The request:
Turn every line of the items below into one numbered list, leaving out the blank lines.

▽

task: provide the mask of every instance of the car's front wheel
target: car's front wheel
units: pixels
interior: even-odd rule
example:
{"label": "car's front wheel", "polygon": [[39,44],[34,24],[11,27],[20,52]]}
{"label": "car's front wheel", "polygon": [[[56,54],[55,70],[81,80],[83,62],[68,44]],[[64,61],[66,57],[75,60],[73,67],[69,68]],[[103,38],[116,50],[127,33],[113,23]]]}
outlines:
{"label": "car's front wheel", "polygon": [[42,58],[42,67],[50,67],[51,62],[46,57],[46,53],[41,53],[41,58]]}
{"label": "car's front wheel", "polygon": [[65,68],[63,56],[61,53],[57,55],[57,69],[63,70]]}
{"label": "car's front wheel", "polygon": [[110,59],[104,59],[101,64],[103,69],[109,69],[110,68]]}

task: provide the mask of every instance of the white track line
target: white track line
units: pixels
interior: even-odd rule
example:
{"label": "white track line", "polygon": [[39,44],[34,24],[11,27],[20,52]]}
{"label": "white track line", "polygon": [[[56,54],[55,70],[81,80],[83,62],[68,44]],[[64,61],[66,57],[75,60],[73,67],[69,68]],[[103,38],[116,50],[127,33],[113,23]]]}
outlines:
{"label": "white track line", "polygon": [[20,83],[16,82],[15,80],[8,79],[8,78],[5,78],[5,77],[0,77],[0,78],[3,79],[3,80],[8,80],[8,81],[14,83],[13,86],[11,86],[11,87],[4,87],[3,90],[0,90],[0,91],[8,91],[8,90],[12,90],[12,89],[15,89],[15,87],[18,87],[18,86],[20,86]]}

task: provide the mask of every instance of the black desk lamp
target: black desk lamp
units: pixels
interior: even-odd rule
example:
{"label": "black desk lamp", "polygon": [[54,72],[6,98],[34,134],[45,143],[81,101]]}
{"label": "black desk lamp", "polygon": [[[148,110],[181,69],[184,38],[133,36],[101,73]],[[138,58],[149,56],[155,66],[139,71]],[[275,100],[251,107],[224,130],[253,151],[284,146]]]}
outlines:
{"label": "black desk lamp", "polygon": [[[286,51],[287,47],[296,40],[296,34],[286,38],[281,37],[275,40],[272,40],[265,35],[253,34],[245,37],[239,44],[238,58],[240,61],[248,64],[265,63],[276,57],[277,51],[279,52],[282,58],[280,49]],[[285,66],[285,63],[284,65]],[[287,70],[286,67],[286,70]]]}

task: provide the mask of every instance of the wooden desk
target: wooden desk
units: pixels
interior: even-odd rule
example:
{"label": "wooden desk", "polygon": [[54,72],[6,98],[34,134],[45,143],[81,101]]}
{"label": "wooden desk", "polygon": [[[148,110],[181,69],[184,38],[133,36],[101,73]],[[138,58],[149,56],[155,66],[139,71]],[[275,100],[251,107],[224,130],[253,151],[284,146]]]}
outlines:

△

Response for this exercise:
1. task: provide the mask of every instance of the car's front wheel
2. target: car's front wheel
3. units: pixels
4. interior: even-odd rule
5. example:
6. {"label": "car's front wheel", "polygon": [[39,44],[34,24],[11,27],[20,52]]}
7. {"label": "car's front wheel", "polygon": [[[56,54],[55,70],[81,80],[83,62],[68,44]],[[64,61],[66,57],[75,60],[73,67],[69,68]],[[103,38],[116,50],[127,33],[113,23]]]}
8. outlines:
9. {"label": "car's front wheel", "polygon": [[42,58],[42,67],[50,67],[51,62],[46,57],[46,53],[41,53],[41,58]]}
10. {"label": "car's front wheel", "polygon": [[65,68],[63,56],[61,53],[57,55],[57,69],[63,70]]}
11. {"label": "car's front wheel", "polygon": [[110,59],[104,59],[101,64],[103,69],[109,69],[110,68]]}
12. task: provide the mask of every instance of the white track line
13. target: white track line
14. units: pixels
15. interior: even-odd rule
16. example:
17. {"label": "white track line", "polygon": [[39,44],[34,24],[11,27],[20,52]]}
18. {"label": "white track line", "polygon": [[[56,54],[55,70],[81,80],[83,62],[68,44]],[[64,61],[66,57],[75,60],[73,67],[69,68]],[[103,38],[116,50],[127,33],[113,23]]]}
19. outlines:
20. {"label": "white track line", "polygon": [[20,83],[16,82],[15,80],[8,79],[8,78],[5,78],[5,77],[0,77],[0,78],[3,79],[3,80],[8,80],[8,81],[14,83],[13,86],[11,86],[11,87],[4,87],[3,90],[0,90],[0,91],[8,91],[8,90],[12,90],[12,89],[15,89],[15,87],[18,87],[18,86],[20,86]]}
21. task: provide the mask of every instance of the black desk lamp
22. target: black desk lamp
23. units: pixels
24. interior: even-odd rule
25. example:
26. {"label": "black desk lamp", "polygon": [[54,72],[6,98],[34,134],[45,143],[81,101]]}
27. {"label": "black desk lamp", "polygon": [[[148,110],[181,69],[184,38],[133,36],[101,73]],[[138,58],[149,56],[155,66],[139,71]],[[275,100],[251,107],[224,130],[253,151],[284,146]]]}
28. outlines:
29. {"label": "black desk lamp", "polygon": [[[286,51],[287,47],[296,40],[296,34],[286,38],[281,37],[275,40],[272,40],[265,35],[253,34],[245,37],[239,44],[238,58],[240,61],[248,64],[265,63],[276,57],[277,51],[279,52],[282,58],[280,49]],[[285,66],[285,63],[284,65]],[[287,70],[286,67],[286,70]]]}
30. task: provide the mask of every instance of the wooden desk
31. target: wooden desk
32. units: pixels
33. interior: even-odd rule
34. example:
35. {"label": "wooden desk", "polygon": [[54,72],[6,98],[34,134],[45,143],[81,101]]}
36. {"label": "wooden desk", "polygon": [[[148,110],[181,69],[184,38],[133,36],[101,73]],[[138,58],[149,56],[155,66],[139,71]],[[275,100],[251,107],[224,130],[253,151],[284,146]]]}
37. outlines:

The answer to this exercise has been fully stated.